■ WHAT IS BEING ASKED: Please format every line of the listing below as a numbered list, leaving out any blank lines.

■ INPUT:

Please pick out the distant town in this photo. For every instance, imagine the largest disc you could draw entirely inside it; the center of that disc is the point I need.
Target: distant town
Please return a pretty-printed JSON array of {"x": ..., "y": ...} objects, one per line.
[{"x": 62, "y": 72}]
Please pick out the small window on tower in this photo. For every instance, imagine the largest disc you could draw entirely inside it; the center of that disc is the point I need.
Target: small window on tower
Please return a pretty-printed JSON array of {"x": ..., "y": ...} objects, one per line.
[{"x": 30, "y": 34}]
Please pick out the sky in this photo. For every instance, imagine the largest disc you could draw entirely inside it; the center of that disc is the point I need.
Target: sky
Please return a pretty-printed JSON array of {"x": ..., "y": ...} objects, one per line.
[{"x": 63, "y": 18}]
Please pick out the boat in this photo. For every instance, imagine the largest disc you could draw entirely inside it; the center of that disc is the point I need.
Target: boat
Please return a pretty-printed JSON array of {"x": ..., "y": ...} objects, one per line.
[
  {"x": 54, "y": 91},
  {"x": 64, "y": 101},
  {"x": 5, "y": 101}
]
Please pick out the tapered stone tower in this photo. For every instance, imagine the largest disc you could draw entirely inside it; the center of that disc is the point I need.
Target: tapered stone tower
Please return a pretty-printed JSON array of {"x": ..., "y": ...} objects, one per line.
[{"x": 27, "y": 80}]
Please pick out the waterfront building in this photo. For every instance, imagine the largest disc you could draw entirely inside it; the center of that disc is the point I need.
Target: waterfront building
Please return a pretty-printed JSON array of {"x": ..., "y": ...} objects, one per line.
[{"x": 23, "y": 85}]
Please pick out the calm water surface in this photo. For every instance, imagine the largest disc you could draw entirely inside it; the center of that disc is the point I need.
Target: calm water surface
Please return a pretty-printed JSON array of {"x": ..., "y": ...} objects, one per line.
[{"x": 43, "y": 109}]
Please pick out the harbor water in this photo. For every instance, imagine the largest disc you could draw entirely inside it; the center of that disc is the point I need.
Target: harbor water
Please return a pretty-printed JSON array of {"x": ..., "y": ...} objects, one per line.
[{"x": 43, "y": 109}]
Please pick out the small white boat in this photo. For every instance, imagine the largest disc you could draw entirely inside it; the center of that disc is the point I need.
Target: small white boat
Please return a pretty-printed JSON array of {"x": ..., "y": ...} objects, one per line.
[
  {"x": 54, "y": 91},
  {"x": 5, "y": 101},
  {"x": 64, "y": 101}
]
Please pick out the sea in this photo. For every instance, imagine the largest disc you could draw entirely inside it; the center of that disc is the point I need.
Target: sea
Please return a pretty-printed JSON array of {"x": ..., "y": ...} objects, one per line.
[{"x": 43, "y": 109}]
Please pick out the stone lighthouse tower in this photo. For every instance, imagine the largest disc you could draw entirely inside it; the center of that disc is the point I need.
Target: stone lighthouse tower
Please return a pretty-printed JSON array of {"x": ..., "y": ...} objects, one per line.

■ EXERCISE ANSWER:
1. Please pick out the distant town in this photo. For every instance, imagine the largest disc you could draw entirely inside it; the center of that disc is the point I need.
2. Target: distant town
3. Please return a pretty-printed JSON array of {"x": ..., "y": ...} objects, one per line.
4. [{"x": 62, "y": 72}]
5. Please pick out the small window on tower in this photo. For every instance, imagine the largest disc you could draw entirely inside it; the center of that disc is the point I need.
6. Target: small window on tower
7. Please return a pretty-printed JSON array of {"x": ..., "y": ...} objects, one per line.
8. [{"x": 30, "y": 34}]
9. Please pick out the sky in this photo. For every instance, imagine the largest disc you could draw entirely inside it; the center of that disc is the point I need.
10. Target: sky
11. Please return a pretty-printed JSON array of {"x": ..., "y": ...} objects, one per line.
12. [{"x": 63, "y": 18}]
13. Please pick out the boat in this photo. For every instance, imagine the largest disc you could draw entirely inside it; the center of that disc is the point I need.
14. Target: boat
15. Please return a pretty-printed JSON array of {"x": ..., "y": ...} objects, one per line.
16. [
17.   {"x": 54, "y": 91},
18.   {"x": 64, "y": 101},
19.   {"x": 5, "y": 101}
20. ]
21. Please pick out the tapered stone tower in this photo. For every instance, imagine the largest disc you could draw entirely inside it; the center of that disc is the point I need.
22. Target: tapered stone tower
23. Please return a pretty-printed JSON array of {"x": ..., "y": ...} objects, one per line.
24. [{"x": 27, "y": 80}]
25. Please pick out the waterfront building in this photo. For every instance, imagine the largest disc you could draw entirely inside it; the center of that disc is the point I need.
26. Target: waterfront building
27. Please return a pretty-printed JSON array of {"x": ..., "y": ...} objects, one per line.
28. [{"x": 23, "y": 85}]
29. Please pick out the calm water surface in this photo. For every instance, imagine the largest disc you could draw entirely inside it; the center of that disc is the point I need.
30. Target: calm water surface
31. Please return a pretty-printed JSON array of {"x": ..., "y": ...} objects, one per line.
32. [{"x": 43, "y": 109}]
33. Please pick out the harbor water in this photo. For every instance, imagine the largest disc you could draw entirely inside it; the center of that disc is the point I need.
34. Target: harbor water
35. Please return a pretty-printed JSON array of {"x": ..., "y": ...} objects, one per line.
36. [{"x": 43, "y": 109}]
37. Please pick out the small white boat in this photo. For every instance, imagine the largest disc you could draw entirely inside it; the center of that disc is the point I need.
38. Target: small white boat
39. Please return a pretty-printed JSON array of {"x": ..., "y": ...} objects, one per line.
40. [
41.   {"x": 54, "y": 91},
42.   {"x": 5, "y": 101},
43.   {"x": 64, "y": 101}
44. ]
45. Please pick out the sea in this photo. For every instance, imagine the largest disc you could draw entirely inside it; the center of that disc is the point I need.
46. Target: sea
47. Please return a pretty-printed JSON array of {"x": ..., "y": ...} objects, one per line.
48. [{"x": 43, "y": 109}]
49. Please pick out the stone lighthouse tower in this photo. For every instance, imagine the largest disc you could draw entirely inside it; the center of that disc is the point I need.
50. Target: stone lighthouse tower
51. Please return a pretty-printed JSON array of {"x": ..., "y": ...} objects, one per line.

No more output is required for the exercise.